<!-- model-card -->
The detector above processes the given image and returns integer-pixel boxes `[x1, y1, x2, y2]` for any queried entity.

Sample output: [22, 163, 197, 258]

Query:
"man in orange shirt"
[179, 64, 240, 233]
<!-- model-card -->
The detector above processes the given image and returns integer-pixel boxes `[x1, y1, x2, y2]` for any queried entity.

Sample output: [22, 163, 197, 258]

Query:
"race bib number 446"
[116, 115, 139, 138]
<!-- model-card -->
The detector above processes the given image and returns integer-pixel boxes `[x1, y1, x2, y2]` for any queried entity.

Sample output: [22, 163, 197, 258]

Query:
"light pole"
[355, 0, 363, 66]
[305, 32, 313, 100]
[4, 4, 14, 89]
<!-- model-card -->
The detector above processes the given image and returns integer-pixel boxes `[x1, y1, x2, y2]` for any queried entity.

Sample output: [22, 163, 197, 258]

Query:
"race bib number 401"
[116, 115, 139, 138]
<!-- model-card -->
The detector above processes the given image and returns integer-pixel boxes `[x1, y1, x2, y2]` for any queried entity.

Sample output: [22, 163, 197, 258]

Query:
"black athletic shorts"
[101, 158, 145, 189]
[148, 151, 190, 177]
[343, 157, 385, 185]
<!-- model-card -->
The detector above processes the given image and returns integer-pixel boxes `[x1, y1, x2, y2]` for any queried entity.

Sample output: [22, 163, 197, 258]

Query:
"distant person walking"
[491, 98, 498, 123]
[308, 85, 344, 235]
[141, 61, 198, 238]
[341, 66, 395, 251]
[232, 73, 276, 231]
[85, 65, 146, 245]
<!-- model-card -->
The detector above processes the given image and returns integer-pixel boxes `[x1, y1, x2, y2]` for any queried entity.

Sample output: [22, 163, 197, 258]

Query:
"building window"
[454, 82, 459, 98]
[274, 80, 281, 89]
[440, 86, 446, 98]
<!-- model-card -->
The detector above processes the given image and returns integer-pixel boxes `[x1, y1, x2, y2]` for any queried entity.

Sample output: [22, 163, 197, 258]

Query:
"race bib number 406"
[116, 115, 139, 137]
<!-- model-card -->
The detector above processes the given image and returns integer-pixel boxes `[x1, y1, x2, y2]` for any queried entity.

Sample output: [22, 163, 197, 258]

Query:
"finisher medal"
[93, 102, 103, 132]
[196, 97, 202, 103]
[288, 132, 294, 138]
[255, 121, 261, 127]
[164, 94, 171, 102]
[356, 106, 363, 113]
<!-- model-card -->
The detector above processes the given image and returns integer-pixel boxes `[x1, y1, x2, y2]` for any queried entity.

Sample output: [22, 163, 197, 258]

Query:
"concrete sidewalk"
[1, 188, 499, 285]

***

So that nothing differs from the original, transcribe all of the records above.

_Worked solution_
<!-- model-card -->
The detector above processes the given image and returns integer-pixel boxes `[x1, y1, x2, y2]` for any queried entity.

Sample output: [22, 163, 197, 258]

Query:
"man in orange shirt"
[179, 64, 240, 233]
<!-- model-card -->
The detector above processes the given image and returns integer-pixel boxes `[x1, y1, x2, y2]` for any queried entity.

Sample output: [22, 163, 197, 258]

Query:
"race bib number 446"
[116, 115, 139, 138]
<!-- model-card -->
The detector above processes the given image and returns integer-pixel boxes `[x1, y1, x2, y2]` for any queried entity.

Sample output: [22, 163, 197, 258]

Query:
"light pole"
[355, 0, 363, 66]
[305, 32, 313, 100]
[4, 4, 14, 89]
<!-- model-card -->
The detector above processes the given image and returns integer-pixel boxes `[x1, y1, x2, y2]` for any queried entity.

Sample output: [22, 163, 197, 258]

Query:
"race bib number 401"
[116, 115, 139, 138]
<!-- model-card -->
The detector above processes the given image and returns integer-pixel boxes `[x1, y1, x2, y2]` for any queried entity.

Sample output: [22, 163, 197, 258]

Query:
"black athletic shorts"
[101, 158, 145, 189]
[148, 151, 190, 177]
[343, 157, 385, 185]
<!-- model-card -->
The detector above processes the given image and returns integer-pixel boxes `[x1, y1, x2, y2]` for any queried entity.

Sample output: [22, 163, 197, 258]

Query:
"distant person walking"
[491, 98, 498, 123]
[308, 85, 344, 235]
[141, 61, 198, 238]
[341, 66, 395, 251]
[232, 73, 276, 231]
[85, 65, 146, 245]
<!-- model-card -->
The detector above processes the given image and returns integer-pixel boxes `[x1, y1, x2, y2]` for any queried entity.

Sample output: [22, 163, 197, 258]

Query:
"building window"
[454, 82, 459, 98]
[274, 80, 281, 89]
[440, 86, 446, 98]
<!-- model-card -->
The detector above processes the given image and returns integer-pixel boxes `[x1, y1, x2, y2]` for any queried entity.

Sample output: [22, 163, 197, 258]

Query:
"race bib number 406"
[116, 115, 139, 137]
<!-- model-card -->
The detector above processes the given image and returns integer-pixel boxes `[x1, y1, x2, y2]` for any queried entity.

Sample output: [22, 163, 197, 258]

Query:
"finisher medal"
[93, 102, 103, 132]
[196, 97, 202, 103]
[288, 132, 294, 138]
[255, 121, 261, 127]
[164, 94, 171, 102]
[356, 106, 363, 113]
<!-- model-card -->
The detector above processes the given image and returns integer-pixel boxes `[x1, y1, x2, y2]` for any queried entity.

Sample output: [22, 163, 197, 258]

Query:
"concrete sidewalk"
[1, 188, 499, 285]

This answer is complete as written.